- Source records -
== == ==

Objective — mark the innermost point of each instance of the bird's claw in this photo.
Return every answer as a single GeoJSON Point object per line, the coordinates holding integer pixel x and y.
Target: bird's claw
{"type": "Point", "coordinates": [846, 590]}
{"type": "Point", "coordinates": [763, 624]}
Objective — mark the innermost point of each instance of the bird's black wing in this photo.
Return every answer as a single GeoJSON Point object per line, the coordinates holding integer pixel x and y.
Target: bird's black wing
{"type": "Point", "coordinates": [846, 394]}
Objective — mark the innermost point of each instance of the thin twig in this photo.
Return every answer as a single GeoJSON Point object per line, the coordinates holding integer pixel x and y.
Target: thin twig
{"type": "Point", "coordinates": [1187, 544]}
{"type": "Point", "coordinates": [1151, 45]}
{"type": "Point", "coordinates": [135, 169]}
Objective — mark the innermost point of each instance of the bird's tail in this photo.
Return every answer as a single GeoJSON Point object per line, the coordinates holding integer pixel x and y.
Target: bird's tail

== == ==

- Problem details -
Copy the entries above exactly, so that each line matches the original.

- Solution -
Objective — mark the innermost point of each instance of the bird's claw in this photo.
Return every answer as a single GeoJSON Point object per line, the coordinates holding integer pixel x and y.
Target: bird's claw
{"type": "Point", "coordinates": [846, 590]}
{"type": "Point", "coordinates": [763, 624]}
Objective — mark the innermost point of each instance of the bird's black wing in this photo.
Return every answer as a single GeoJSON Point object per line, the coordinates holding integer pixel x and y.
Target: bird's black wing
{"type": "Point", "coordinates": [846, 394]}
Objective — mark the innermost point of each instance of the thin twig in this photo.
Return every answer as a single GeoJSON Point object per line, the coordinates holding integer pixel x and y.
Target: thin twig
{"type": "Point", "coordinates": [1187, 544]}
{"type": "Point", "coordinates": [1151, 45]}
{"type": "Point", "coordinates": [135, 169]}
Objective — mark the innermost point of each instance of the bird's tail in this photo.
Return every answer as a single GeoJSON Point object per line, the coordinates holding integer pixel x and y.
Target: bird's tail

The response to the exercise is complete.